• _Список заданий_:
1) Выпишите без изменений отрывок из фрагмента текста между словами «Насколько иной могла» и «грани собственной натуры.» включительно.
2) Определите, согласуется ли с фрагментом текста каждое из утверждений (a), (b) и (c). На каждое ответьте «да» или «нет» и дословно приведите решающие слова фрагмента.
(a) Нэнни была рождена в рабстве.
(b) Бэби Саггс велела женщинам смеяться.
(c) Джени рассказывает свою историю подруге по имени Фиби.

• _Фрагмент текста_:
((

Бабушка Джени, Нэнни, подтолкнула внучку к браку с Логаном Килликсом, потому что сама была рождена в рабстве и не имела возможности распоряжаться собственной судьбой. Нэнни хотелось мелких радостей жизни – спокойно сидеть на крылечке дома, ничего не делая. Ей хотелось, чтобы и внучка имела все это, а еще деньги и положение. Эмоциональная цена роли не играла. Нэнни не понимала, что у Джени иное представление о свободе. И когда Дженни отвергла ее мечту, Нэнни испытала боль.

Нэнни говорит юной Джени: «Как бы я хотела произнести проповедь о цветных женщинах, сидящих высоко, но у меня нет кафедры».

В романе Тони Моррисон «Возлюбленная» бабушка Возлюбленной Бэби Саггс произносит проповедь, какую не удалось произнести Нэнни. Бэби Саггс «стала проповедником без церкви, той, кто приходит на кафедры». Но чаще всего она выступает с кафедры, которую создала для себя сама, на природе: «Расположившись на большом, плоском камне, Бэби Саггс склонила голову и стала молиться молча… Наконец, она созвала женщин. «Плачьте, – велела она им. – По живым и мертвым. Просто плачьте». И женщины, не прикрывая глаз, стали плакать».

Насколько иной могла бы оказаться жизнь Джени, если бы она услышала проповедь бабушки, если бы ее Нэнни, как Бэби Саггс, сказала: «Больше, чем хранящую жизнь утробу и дарующие жизнь части тела… любите свое сердце. Ибо это есть ваша драгоценность».

IV

В кольцевом повествовании «Их глаза видели Бога», в самом конце книги, открывается целая новая жизнь – жизнь все еще довольно молодой Джени Кроуфорд. Она рассказала свою историю и удовлетворила «древнейшую человеческую потребность – потребность в откровении». И теперь она должна жить дальше.

Мы знаем, что Джени никогда не забудет Кекса. Она любила его всем сердцем. Жизнь и странствия вместе с ним открыли ей мир и собственное сердце. Но мы понимаем, что Джени и дальше будет жить по собственным правилам, не идя на компромиссы. Она потеряла любимого мужчину, но открыла совершенно новые грани собственной натуры.

«Итак, Фиби, все было так, как я тебе рассказала, – говорит она подруге, готовясь закончить свою историю. – Я снова вернулась домой, и я рада быть здесь. Я ушла за горизонт и вернулась, и теперь я могу сидеть здесь, в моем доме, и жить сравнениями».

Жизнь Джени может показаться более сложной и бурной, чем у большинства людей. Но ее прошлое и ее будущее лучше всего описать словами, какими она говорит о своей любви к Кексу в конце книги. Эта любовь не «точило», которое одинаково везде и оказывает одинаковое действие на все, чего коснется. Это море, море с далекими кораблями, на которые хочет взойти каждый мужчина. Это мощное, живое море, которое «принимает форму берега, на который накатывают его волны» и которое «на каждом берегу разное».

))

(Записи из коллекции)
((

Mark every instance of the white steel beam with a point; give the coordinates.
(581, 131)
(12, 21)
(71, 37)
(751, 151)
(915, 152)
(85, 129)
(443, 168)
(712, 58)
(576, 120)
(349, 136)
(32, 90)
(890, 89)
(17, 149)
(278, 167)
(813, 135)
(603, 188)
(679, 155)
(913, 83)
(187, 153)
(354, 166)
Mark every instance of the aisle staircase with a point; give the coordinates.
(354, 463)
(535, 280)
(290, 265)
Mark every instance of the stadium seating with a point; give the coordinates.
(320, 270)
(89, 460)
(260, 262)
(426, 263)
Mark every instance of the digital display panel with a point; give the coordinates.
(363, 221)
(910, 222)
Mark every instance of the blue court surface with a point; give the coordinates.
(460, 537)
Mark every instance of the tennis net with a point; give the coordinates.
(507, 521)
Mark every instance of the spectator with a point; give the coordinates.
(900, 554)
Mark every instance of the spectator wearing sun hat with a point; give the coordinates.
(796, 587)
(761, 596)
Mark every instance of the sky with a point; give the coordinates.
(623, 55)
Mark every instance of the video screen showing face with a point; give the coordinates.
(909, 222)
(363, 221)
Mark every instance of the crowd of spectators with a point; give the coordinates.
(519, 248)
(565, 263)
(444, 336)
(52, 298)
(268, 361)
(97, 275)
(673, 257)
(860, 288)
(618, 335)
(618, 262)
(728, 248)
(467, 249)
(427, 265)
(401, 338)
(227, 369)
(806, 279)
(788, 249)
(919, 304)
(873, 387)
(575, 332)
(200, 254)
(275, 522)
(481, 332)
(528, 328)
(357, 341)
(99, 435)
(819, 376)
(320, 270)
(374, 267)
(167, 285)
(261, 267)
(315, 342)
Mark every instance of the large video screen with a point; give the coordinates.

))

• _Ответы на задания_:
1)
Насколько иной могла бы оказаться жизнь Джени, если бы она услышала проповедь бабушки, если бы ее Нэнни, как Бэби Саггс, сказала: «Больше, чем хранящую жизнь утробу и дарующие жизнь части тела… любите свое сердце. Ибо это есть ваша драгоценность».

IV

В кольцевом повествовании «Их глаза видели Бога», в самом конце книги, открывается целая новая жизнь – жизнь все еще довольно молодой Джени Кроуфорд. Она рассказала свою историю и удовлетворила «древнейшую человеческую потребность – потребность в откровении». И теперь она должна жить дальше.

Мы знаем, что Джени никогда не забудет Кекса. Она любила его всем сердцем. Жизнь и странствия вместе с ним открыли ей мир и собственное сердце. Но мы понимаем, что Джени и дальше будет жить по собственным правилам, не идя на компромиссы. Она потеряла любимого мужчину, но открыла совершенно новые грани собственной натуры.

2)
(a) Да: «сама была рождена в рабстве».
(b) Нет: «Плачьте, – велела она им».
(c) Да: «Итак, Фиби, все было так, как я тебе рассказала, – говорит она подруге».